Entries taken from a collection

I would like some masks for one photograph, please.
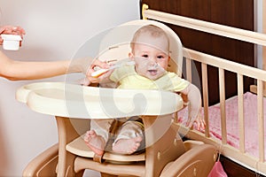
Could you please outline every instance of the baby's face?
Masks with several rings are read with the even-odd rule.
[[[160,42],[160,45],[163,42]],[[167,70],[169,57],[165,51],[167,48],[161,46],[159,49],[156,45],[151,46],[142,43],[136,43],[131,57],[135,61],[136,72],[144,77],[156,80],[161,77]]]

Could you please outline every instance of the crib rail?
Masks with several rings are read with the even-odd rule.
[[[169,24],[184,27],[192,29],[203,31],[206,33],[230,37],[239,41],[252,42],[258,45],[266,46],[266,35],[253,31],[239,29],[211,22],[202,21],[191,18],[182,17],[179,15],[161,12],[148,9],[147,6],[143,8],[144,19],[156,19]],[[184,56],[186,58],[186,77],[192,81],[192,62],[197,61],[201,64],[202,73],[202,93],[204,104],[204,119],[207,127],[205,135],[196,130],[191,130],[186,136],[192,139],[203,141],[207,143],[216,145],[221,153],[242,164],[252,170],[266,174],[266,161],[264,154],[264,118],[263,118],[263,82],[266,81],[266,71],[258,68],[247,66],[236,62],[229,61],[190,49],[184,49]],[[208,125],[208,90],[207,90],[207,65],[216,67],[219,74],[219,95],[221,107],[221,127],[222,140],[210,137]],[[239,148],[236,149],[227,143],[227,128],[225,115],[225,81],[224,72],[229,71],[237,74],[238,81],[238,98],[239,98]],[[259,158],[253,157],[245,151],[245,119],[244,119],[244,77],[250,77],[256,81],[257,87],[257,119],[259,130]]]

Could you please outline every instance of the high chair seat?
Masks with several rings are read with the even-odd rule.
[[[73,154],[83,158],[93,158],[95,153],[84,143],[83,136],[80,136],[69,142],[66,146],[66,150]],[[105,152],[102,157],[102,160],[116,161],[116,162],[135,162],[135,161],[145,161],[145,153],[131,154],[131,155],[121,155],[112,152]]]

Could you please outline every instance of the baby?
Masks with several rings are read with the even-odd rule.
[[[153,25],[144,26],[134,35],[129,57],[135,65],[124,65],[108,72],[103,82],[114,82],[119,88],[160,89],[181,93],[190,104],[189,119],[197,128],[205,128],[200,114],[201,96],[197,87],[167,72],[169,40],[167,34]],[[132,154],[145,146],[144,127],[137,117],[127,118],[113,143],[117,153]],[[91,119],[90,130],[85,135],[86,144],[97,154],[103,155],[113,119]],[[191,121],[191,122],[193,122]]]

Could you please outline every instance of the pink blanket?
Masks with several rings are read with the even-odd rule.
[[[266,98],[264,102],[264,131],[266,127]],[[233,96],[225,102],[226,127],[228,143],[235,148],[239,147],[239,129],[238,113],[238,96]],[[220,105],[210,106],[209,109],[209,129],[212,136],[222,138]],[[259,133],[257,118],[257,96],[247,92],[244,94],[244,114],[245,114],[245,147],[246,151],[253,156],[259,157]],[[187,109],[178,112],[179,122],[186,121]],[[264,133],[264,143],[266,145],[266,134]],[[265,150],[266,154],[266,150]]]

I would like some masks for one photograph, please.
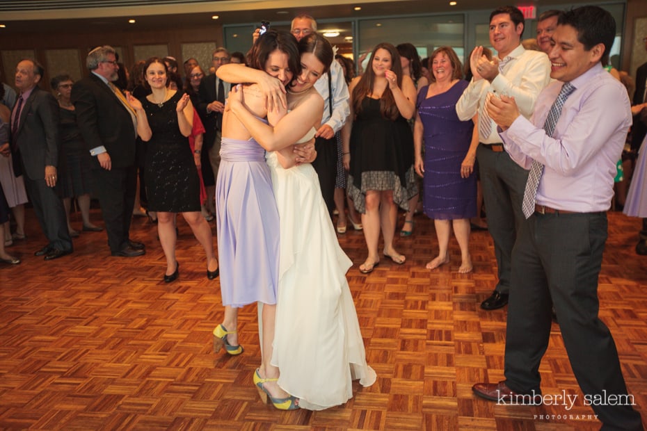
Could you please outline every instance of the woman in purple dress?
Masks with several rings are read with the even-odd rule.
[[[472,271],[470,218],[476,216],[477,179],[474,161],[479,145],[477,117],[461,121],[456,104],[468,83],[452,48],[441,47],[430,57],[431,83],[418,93],[413,132],[415,170],[424,177],[424,213],[433,219],[438,255],[426,264],[433,270],[449,261],[450,225],[461,247],[459,273]],[[424,158],[422,155],[424,142]],[[451,224],[450,224],[450,222]]]

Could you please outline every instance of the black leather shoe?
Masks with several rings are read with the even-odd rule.
[[[103,227],[99,227],[98,226],[86,226],[83,225],[83,231],[84,232],[100,232],[104,230]]]
[[[146,252],[144,250],[135,250],[131,247],[127,247],[123,250],[112,252],[113,256],[119,256],[121,257],[135,257],[136,256],[141,256],[142,254],[145,254]]]
[[[479,397],[498,404],[526,405],[541,405],[543,398],[541,392],[532,391],[532,393],[517,393],[508,387],[505,382],[498,383],[477,383],[472,387],[472,390]]]
[[[45,254],[45,258],[46,261],[53,261],[55,259],[58,259],[59,257],[63,257],[63,256],[67,256],[67,254],[71,254],[72,250],[60,250],[58,249],[54,248],[52,249],[49,253]]]
[[[49,254],[49,252],[51,252],[54,249],[49,247],[49,245],[45,245],[45,247],[41,248],[40,250],[34,253],[33,255],[34,256],[45,256],[45,254]]]
[[[492,293],[492,295],[481,302],[481,308],[484,310],[495,310],[505,307],[508,304],[508,294],[500,293],[497,291]]]
[[[128,245],[130,246],[130,248],[134,248],[136,250],[143,250],[145,247],[143,243],[138,243],[131,240],[128,240]]]
[[[20,263],[20,259],[17,257],[12,257],[11,259],[0,259],[0,263],[6,263],[7,265],[17,265]]]
[[[210,280],[214,279],[220,275],[220,267],[216,268],[215,271],[207,270],[207,278]]]
[[[647,239],[641,239],[636,245],[636,254],[647,256]]]
[[[175,272],[171,274],[170,275],[166,275],[164,274],[164,282],[170,283],[171,282],[175,282],[177,279],[177,277],[179,277],[179,262],[175,262]]]

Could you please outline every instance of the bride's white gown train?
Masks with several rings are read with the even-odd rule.
[[[267,156],[280,219],[280,259],[272,364],[301,408],[321,410],[353,396],[352,380],[375,382],[340,247],[310,164],[283,169]]]

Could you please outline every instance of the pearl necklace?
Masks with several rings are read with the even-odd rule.
[[[162,106],[164,106],[164,103],[166,101],[166,96],[168,95],[168,88],[164,88],[164,98],[162,99],[161,101],[157,104],[158,106],[161,108]],[[157,102],[154,101],[153,103],[157,103]]]

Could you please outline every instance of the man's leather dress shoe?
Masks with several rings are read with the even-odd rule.
[[[138,243],[131,240],[128,240],[128,245],[130,246],[130,248],[134,248],[136,250],[143,250],[145,247],[143,243]]]
[[[112,252],[113,256],[118,256],[120,257],[135,257],[145,254],[146,252],[144,250],[135,250],[132,247],[127,247],[122,250]]]
[[[67,254],[71,254],[72,250],[60,250],[58,249],[54,248],[49,251],[49,253],[45,254],[45,258],[46,261],[53,261],[55,259],[58,259],[59,257],[63,257],[63,256],[67,256]]]
[[[495,310],[508,304],[508,294],[495,291],[490,298],[481,302],[481,308],[484,310]]]

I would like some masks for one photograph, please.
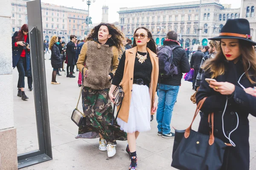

Written problem
List each of the lines above that contains the word "baby", matching case exactly.

Exercise output
Could you please outline every instance of the baby's face?
Could you please outline every instance of the baby?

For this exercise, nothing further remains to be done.